▶ **How to complete this task**: Your reply should hold every record exactly as given, with no pictures in it.

++++

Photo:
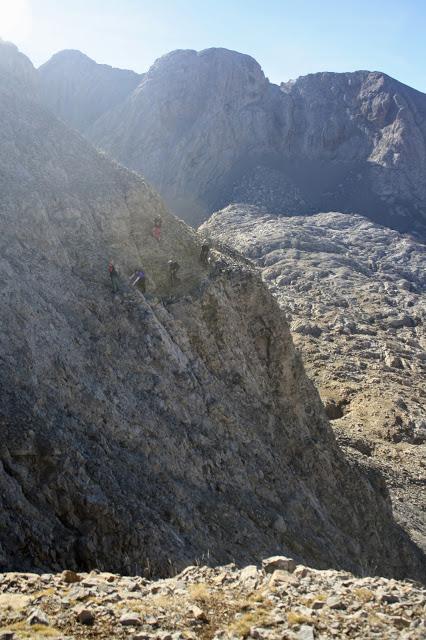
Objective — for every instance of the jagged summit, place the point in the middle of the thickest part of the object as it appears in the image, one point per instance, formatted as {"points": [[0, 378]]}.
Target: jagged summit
{"points": [[79, 90], [152, 431], [207, 128], [16, 70]]}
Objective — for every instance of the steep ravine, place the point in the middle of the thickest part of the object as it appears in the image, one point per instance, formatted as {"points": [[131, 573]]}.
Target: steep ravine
{"points": [[144, 434], [355, 295]]}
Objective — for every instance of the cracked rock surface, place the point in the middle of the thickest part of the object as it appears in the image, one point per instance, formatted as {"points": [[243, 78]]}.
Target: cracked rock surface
{"points": [[143, 433], [354, 294]]}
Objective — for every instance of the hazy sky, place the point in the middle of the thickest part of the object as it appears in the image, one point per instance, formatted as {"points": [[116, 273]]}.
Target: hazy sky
{"points": [[288, 38]]}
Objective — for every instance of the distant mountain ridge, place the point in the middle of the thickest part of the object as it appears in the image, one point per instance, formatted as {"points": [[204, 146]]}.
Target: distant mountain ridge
{"points": [[208, 129], [79, 91]]}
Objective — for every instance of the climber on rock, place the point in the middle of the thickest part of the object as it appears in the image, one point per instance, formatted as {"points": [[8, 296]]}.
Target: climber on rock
{"points": [[204, 253], [156, 231], [114, 276], [173, 269], [138, 279]]}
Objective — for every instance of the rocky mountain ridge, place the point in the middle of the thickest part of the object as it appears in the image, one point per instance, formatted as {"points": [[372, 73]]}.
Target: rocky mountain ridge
{"points": [[79, 91], [355, 296], [208, 129], [144, 432]]}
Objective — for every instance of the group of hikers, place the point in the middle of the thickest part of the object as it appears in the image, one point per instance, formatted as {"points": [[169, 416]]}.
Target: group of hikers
{"points": [[138, 278]]}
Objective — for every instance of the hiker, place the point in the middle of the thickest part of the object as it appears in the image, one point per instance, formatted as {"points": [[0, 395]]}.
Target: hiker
{"points": [[114, 276], [138, 278], [204, 254], [156, 231], [173, 269]]}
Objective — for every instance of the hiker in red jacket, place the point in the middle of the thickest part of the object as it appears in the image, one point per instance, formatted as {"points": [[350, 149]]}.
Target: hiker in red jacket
{"points": [[156, 231], [138, 279]]}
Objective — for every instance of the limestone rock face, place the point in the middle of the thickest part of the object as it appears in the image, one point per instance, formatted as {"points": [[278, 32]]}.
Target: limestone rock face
{"points": [[209, 129], [79, 91], [142, 433], [355, 296]]}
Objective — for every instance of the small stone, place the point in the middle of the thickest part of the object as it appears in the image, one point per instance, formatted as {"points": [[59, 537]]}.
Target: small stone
{"points": [[37, 616], [334, 602], [250, 573], [85, 616], [389, 598], [280, 577], [279, 562], [70, 577], [130, 620], [399, 622], [305, 633], [198, 614]]}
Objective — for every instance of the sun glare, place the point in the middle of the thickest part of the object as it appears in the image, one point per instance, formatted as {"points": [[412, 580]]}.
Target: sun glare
{"points": [[15, 19]]}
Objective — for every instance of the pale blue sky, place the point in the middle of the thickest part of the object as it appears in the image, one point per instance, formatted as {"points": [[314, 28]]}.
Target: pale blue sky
{"points": [[288, 38]]}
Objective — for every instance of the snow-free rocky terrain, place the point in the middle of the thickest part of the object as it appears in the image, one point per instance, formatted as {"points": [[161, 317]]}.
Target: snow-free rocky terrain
{"points": [[143, 434], [355, 295], [277, 601], [208, 129]]}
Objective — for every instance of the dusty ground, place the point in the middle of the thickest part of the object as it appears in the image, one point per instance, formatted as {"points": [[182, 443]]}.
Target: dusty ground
{"points": [[355, 295], [279, 601]]}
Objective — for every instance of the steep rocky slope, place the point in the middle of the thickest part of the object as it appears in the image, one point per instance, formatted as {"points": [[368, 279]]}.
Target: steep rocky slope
{"points": [[355, 295], [277, 601], [79, 91], [144, 433], [209, 129]]}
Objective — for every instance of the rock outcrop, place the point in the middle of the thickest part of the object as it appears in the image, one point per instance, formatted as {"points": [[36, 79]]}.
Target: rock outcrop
{"points": [[209, 129], [79, 91], [142, 433], [224, 603], [355, 296]]}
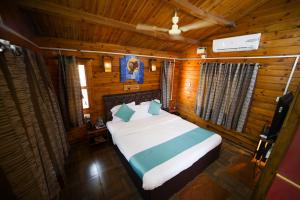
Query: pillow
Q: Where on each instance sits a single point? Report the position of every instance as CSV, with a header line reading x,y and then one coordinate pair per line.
x,y
116,108
141,112
148,102
125,113
154,108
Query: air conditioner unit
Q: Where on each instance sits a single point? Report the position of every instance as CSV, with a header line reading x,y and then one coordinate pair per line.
x,y
238,43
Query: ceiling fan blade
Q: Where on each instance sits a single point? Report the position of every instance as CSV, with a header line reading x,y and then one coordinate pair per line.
x,y
196,25
146,27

++++

▶ **Response for this exercise**:
Photo:
Objective — for every instance of the jagged summit, place the point in the middle of the thickest part of the object as it appears in the image, one point per instance, formatted as {"points": [[0, 378]]}.
Target: jagged summit
{"points": [[79, 90], [152, 431], [207, 128], [16, 70]]}
Objective — for every instance of the steep ravine, place the point in the middle of the thickest part of the object as it appears in the image, one point per instance, formatted as {"points": [[131, 573]]}.
Target: steep ravine
{"points": [[144, 434], [355, 295]]}
Objective — for every instance of the cracked rock surface, place the point in the middle of the thickest part of the object as it appears in the image, one point per instance, formatted as {"points": [[243, 78]]}.
Target: cracked rock surface
{"points": [[143, 433], [354, 294]]}
Objective — for every instance of the hazy sky, place the point in the middle of the thickest part of the object as it appears in the image, one point per instance, formatted as {"points": [[116, 273]]}.
Target: hazy sky
{"points": [[288, 38]]}
Objective — for every instance of the distant mountain ridge, place the point in the middle of the thickest part of the object as it appears in the image, one point per instance, formatted as {"points": [[204, 146]]}.
Target: distant mountain ridge
{"points": [[208, 129], [79, 91]]}
Objective — for every instance of the climber on rock, place the point in the middle of the thickest part of the object as it appears in the image, one point per instance, formatted as {"points": [[8, 296]]}.
Target: climber on rock
{"points": [[204, 253], [156, 231], [114, 276], [173, 269], [138, 279]]}
Objective — for every instance of the rocky mountain ridge, place the point in the middle of the thickest part of the object as it appears in the image, one point per instance, formatted as {"points": [[372, 73]]}.
Target: rocky mountain ridge
{"points": [[79, 91], [355, 296], [208, 129], [144, 432]]}
Objective — for every instance of the group of hikers, place the point in the middle of the thickest part of the object as it appears in the image, one point per instance, formatted as {"points": [[169, 416]]}.
Target: group of hikers
{"points": [[138, 278]]}
Objective — for every instance of the hiker, place the point in the middle of the thickest part of the object as it appears in the image, one point per instance, formatted as {"points": [[0, 395]]}.
Target: hiker
{"points": [[114, 276], [138, 278], [204, 254], [156, 231], [173, 269]]}
Objective — for every instance of the hiker in red jacket, place the point in the middle of the thickest part of the object as it appears in the image, one point per instance, formatted as {"points": [[350, 149]]}.
Target: hiker in red jacket
{"points": [[156, 231], [138, 279]]}
Objective — for every instance of the limestone rock face, place the point in the middle of the thickest part of the object as it appears in the image, one point per instance, formatted as {"points": [[278, 32]]}.
Target: limestone rock face
{"points": [[209, 129], [79, 91], [142, 433], [355, 296]]}
Objective — for every instance of the small stone, place the point in the middle of the thickest part of the object as it appears in the image, one point per instance, formatted as {"points": [[59, 537]]}.
Target: small stone
{"points": [[37, 616], [334, 602], [250, 573], [85, 616], [389, 598], [280, 577], [279, 562], [70, 577], [130, 620], [399, 622], [305, 633], [198, 614]]}
Objective — for every instance of the sun glare, place the point in the middle of the thickest part of the object as it appears in the image, one point per instance, formatted as {"points": [[412, 580]]}.
Target: sun glare
{"points": [[15, 19]]}
Objective — for every instance of the pale blue sky, place the point in the middle of the thickest part of the object as it appears in the image, one point per instance, formatted as {"points": [[314, 28]]}.
Target: pale blue sky
{"points": [[288, 38]]}
Objective — for every instance of the snow-free rocky terrain, place the point in the middle of the thickest part of the object as it appears in the image, one point per instance, formatted as {"points": [[161, 317]]}.
Target: snow-free rocky terrain
{"points": [[143, 434], [355, 295], [277, 601], [208, 129]]}
Objective — for every instance of the dusty ground, place the point in the middle of the thickest part of the object as it appears in the image, one point per instance, formatted as {"points": [[182, 443]]}.
Target: dusty ground
{"points": [[355, 295], [279, 601]]}
Objective — for every instance of the steep rocky slope, place the point in the middle of the thickest part of the object as it appears in the image, one point per instance, formatted as {"points": [[368, 279]]}.
Target: steep rocky slope
{"points": [[355, 295], [277, 601], [79, 91], [144, 433], [209, 129]]}
Objective — for every instance of the rock outcrop, place the point in the middle of the thickest part of the object as it appears in the image, one point per instance, formatted as {"points": [[36, 79]]}.
Target: rock outcrop
{"points": [[209, 129], [79, 91], [142, 433], [224, 603], [355, 296]]}
Query: pillow
Q: Where on each instance sits a single point? Report the position of every instance as CSV, with a header line reading x,y and then one coordinate pair per line.
x,y
116,108
141,112
148,102
125,113
154,108
Query: air conditioner unit
Q: Where on each instance sits a single point? Report the position of every instance as CSV, with a header line reading x,y and then one coordinate pair per line.
x,y
238,43
Query: ceiling fan blade
Q: Where on each instance sits a single point? Report the position of every instance as CSV, with a header line reading x,y and then one coordinate pair per line.
x,y
196,25
146,27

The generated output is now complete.